(Excerpts from point annotation data)

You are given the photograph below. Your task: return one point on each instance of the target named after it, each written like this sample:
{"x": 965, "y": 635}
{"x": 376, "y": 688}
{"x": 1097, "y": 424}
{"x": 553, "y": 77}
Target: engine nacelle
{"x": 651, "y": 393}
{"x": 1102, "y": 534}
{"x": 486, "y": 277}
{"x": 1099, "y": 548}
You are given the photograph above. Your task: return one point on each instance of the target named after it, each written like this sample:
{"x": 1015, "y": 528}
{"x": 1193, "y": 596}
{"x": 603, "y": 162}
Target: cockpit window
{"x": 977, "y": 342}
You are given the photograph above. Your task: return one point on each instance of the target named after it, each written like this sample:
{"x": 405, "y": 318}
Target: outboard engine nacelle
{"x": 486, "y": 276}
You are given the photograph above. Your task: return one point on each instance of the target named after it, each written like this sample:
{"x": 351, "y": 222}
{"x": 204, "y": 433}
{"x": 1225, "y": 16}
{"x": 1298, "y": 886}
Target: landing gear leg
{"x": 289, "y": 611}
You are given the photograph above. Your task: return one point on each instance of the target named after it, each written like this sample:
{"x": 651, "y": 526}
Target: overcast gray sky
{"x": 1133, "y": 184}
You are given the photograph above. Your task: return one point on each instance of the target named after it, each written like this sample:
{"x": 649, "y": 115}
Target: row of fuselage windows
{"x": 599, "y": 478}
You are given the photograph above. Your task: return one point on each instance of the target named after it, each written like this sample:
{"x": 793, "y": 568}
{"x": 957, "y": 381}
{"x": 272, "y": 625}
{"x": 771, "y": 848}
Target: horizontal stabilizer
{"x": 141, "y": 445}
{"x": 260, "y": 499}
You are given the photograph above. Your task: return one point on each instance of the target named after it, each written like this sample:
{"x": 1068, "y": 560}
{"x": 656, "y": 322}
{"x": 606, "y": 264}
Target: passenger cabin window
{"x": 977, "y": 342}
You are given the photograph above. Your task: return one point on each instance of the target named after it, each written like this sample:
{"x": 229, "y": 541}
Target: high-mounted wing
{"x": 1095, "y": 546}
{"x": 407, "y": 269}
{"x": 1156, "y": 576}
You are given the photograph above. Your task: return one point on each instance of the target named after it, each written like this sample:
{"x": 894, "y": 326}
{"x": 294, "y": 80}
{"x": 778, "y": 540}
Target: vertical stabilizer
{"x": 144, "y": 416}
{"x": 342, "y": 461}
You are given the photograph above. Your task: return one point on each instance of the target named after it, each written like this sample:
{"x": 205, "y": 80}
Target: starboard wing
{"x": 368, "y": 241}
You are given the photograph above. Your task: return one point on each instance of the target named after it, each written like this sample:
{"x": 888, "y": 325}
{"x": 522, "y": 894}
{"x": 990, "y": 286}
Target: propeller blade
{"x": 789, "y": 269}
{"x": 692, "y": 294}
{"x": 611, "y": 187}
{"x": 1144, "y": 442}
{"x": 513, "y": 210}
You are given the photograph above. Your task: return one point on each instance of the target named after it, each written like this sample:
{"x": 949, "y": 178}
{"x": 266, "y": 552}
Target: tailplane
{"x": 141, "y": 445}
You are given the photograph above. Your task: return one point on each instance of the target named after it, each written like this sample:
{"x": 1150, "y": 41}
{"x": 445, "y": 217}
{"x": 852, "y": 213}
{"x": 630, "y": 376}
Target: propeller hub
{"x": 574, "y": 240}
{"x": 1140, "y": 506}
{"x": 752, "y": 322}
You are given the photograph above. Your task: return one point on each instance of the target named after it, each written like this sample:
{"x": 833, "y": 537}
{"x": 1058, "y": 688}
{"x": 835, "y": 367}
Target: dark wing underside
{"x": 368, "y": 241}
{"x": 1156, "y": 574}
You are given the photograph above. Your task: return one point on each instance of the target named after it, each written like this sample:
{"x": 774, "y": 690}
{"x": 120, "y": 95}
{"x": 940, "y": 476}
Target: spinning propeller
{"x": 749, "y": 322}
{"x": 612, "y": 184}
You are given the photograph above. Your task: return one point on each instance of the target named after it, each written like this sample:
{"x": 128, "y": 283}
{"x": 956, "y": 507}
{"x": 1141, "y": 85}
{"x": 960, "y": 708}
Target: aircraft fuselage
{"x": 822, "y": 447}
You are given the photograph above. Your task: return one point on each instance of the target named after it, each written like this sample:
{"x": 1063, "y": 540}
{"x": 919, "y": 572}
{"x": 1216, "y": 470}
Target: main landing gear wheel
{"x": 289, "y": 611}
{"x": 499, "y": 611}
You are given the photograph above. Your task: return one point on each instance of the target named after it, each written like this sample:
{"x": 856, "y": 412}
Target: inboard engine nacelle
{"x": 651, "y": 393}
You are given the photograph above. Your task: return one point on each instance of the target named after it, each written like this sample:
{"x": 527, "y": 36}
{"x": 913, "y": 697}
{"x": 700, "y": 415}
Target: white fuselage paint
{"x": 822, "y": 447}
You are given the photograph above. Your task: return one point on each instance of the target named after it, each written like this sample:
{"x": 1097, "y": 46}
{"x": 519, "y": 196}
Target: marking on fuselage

- _Task objective_: Retype the entries exactly, including every line.

- _Exercise solution_:
You are given the photograph below. Your task: return one point on each instance of the target named after it, each written like this sample:
{"x": 965, "y": 635}
{"x": 376, "y": 688}
{"x": 1097, "y": 424}
{"x": 553, "y": 77}
Target: engine nacelle
{"x": 651, "y": 393}
{"x": 1102, "y": 534}
{"x": 486, "y": 277}
{"x": 1099, "y": 548}
You are given the photograph above. Your task: return one point on each instance of the target named after it, each written like this sample:
{"x": 1015, "y": 528}
{"x": 1193, "y": 596}
{"x": 603, "y": 162}
Target: cockpit window
{"x": 977, "y": 342}
You are given the photograph above. Your task: return one point on each instance of the target named after it, each written like this sample:
{"x": 405, "y": 318}
Target: outboard engine nacelle
{"x": 486, "y": 276}
You are given the photograph above. Your task: return one point on each instance of the target named after it, each written like this sample:
{"x": 351, "y": 222}
{"x": 204, "y": 433}
{"x": 1225, "y": 16}
{"x": 1298, "y": 886}
Target: landing gear leg
{"x": 289, "y": 611}
You are given the photograph above. Your task: return one point on each instance of the target named after it, each written like this sample:
{"x": 651, "y": 526}
Target: overcast gray sky
{"x": 1133, "y": 184}
You are given the photograph above. Your task: return one point on each instance of the target named after it, each written like this sample:
{"x": 649, "y": 115}
Target: row of fuselage windows
{"x": 599, "y": 478}
You are given the photograph above. Your task: return one point on each instance of the target named after it, each written like this sample:
{"x": 793, "y": 568}
{"x": 957, "y": 381}
{"x": 272, "y": 625}
{"x": 771, "y": 848}
Target: horizontal stabilizer
{"x": 141, "y": 445}
{"x": 260, "y": 499}
You are given the photograph above. Your task: return one point on each instance of the target named after it, each written like this sample:
{"x": 1068, "y": 560}
{"x": 656, "y": 322}
{"x": 606, "y": 264}
Target: passenger cabin window
{"x": 977, "y": 342}
You are given the photograph above. Your task: return one point on each instance of the target named after it, each written like this sample:
{"x": 229, "y": 541}
Target: high-mounted wing
{"x": 1095, "y": 546}
{"x": 407, "y": 269}
{"x": 1156, "y": 576}
You are given the photograph above. Your task: return one point on each instance of the target named after it, each written like this sample:
{"x": 894, "y": 326}
{"x": 294, "y": 80}
{"x": 778, "y": 540}
Target: vertical stabilizer
{"x": 144, "y": 416}
{"x": 342, "y": 461}
You are given the photograph above. Your task: return one point on each instance of the target named after it, each written like this sample:
{"x": 205, "y": 80}
Target: starboard wing
{"x": 368, "y": 241}
You are given the photograph above. Your task: return one point on each instance of the target named after it, each written like this sample:
{"x": 888, "y": 325}
{"x": 522, "y": 894}
{"x": 990, "y": 286}
Target: propeller blade
{"x": 789, "y": 269}
{"x": 692, "y": 294}
{"x": 611, "y": 187}
{"x": 1144, "y": 442}
{"x": 513, "y": 210}
You are given the photograph above. Your task: return one point on each instance of the target named after it, each written like this sample:
{"x": 949, "y": 178}
{"x": 266, "y": 552}
Target: tailplane
{"x": 141, "y": 445}
You are given the photograph above. Your task: return one point on each instance of the target named after it, each written like this sample:
{"x": 1150, "y": 41}
{"x": 445, "y": 217}
{"x": 852, "y": 213}
{"x": 630, "y": 376}
Target: propeller hub
{"x": 574, "y": 240}
{"x": 1140, "y": 506}
{"x": 752, "y": 322}
You are given the photograph above. Your task: return one point on each instance of the target named after it, each written like this sample:
{"x": 833, "y": 537}
{"x": 1058, "y": 688}
{"x": 835, "y": 367}
Target: dark wing underside
{"x": 368, "y": 241}
{"x": 1156, "y": 574}
You are given the photograph above. Your task: return one point on each instance of the target named after it, each written like this sample:
{"x": 774, "y": 690}
{"x": 120, "y": 95}
{"x": 940, "y": 476}
Target: spinning propeller
{"x": 749, "y": 322}
{"x": 612, "y": 184}
You are given the photograph above. Your task: return one point on each instance of the target named after it, each written like this sample:
{"x": 128, "y": 283}
{"x": 956, "y": 507}
{"x": 1141, "y": 85}
{"x": 960, "y": 708}
Target: aircraft fuselage
{"x": 822, "y": 447}
You are given the photograph above. Your task: return one point on each instance of the target named after it, each written like this sample:
{"x": 1063, "y": 540}
{"x": 919, "y": 572}
{"x": 1216, "y": 470}
Target: main landing gear wheel
{"x": 289, "y": 611}
{"x": 499, "y": 611}
You are given the photograph above. Your task: return one point on each instance of the target named after it, each written like this sample:
{"x": 856, "y": 412}
Target: inboard engine nacelle
{"x": 651, "y": 393}
You are given the photograph above. Your task: return one point on each instance of the target named after it, each written like this sample:
{"x": 527, "y": 36}
{"x": 913, "y": 697}
{"x": 700, "y": 415}
Target: white fuselage paint
{"x": 822, "y": 447}
You are given the photograph above. Your task: return one point on each instance of the target named after it, each written like this sample:
{"x": 1097, "y": 46}
{"x": 519, "y": 196}
Target: marking on fuselage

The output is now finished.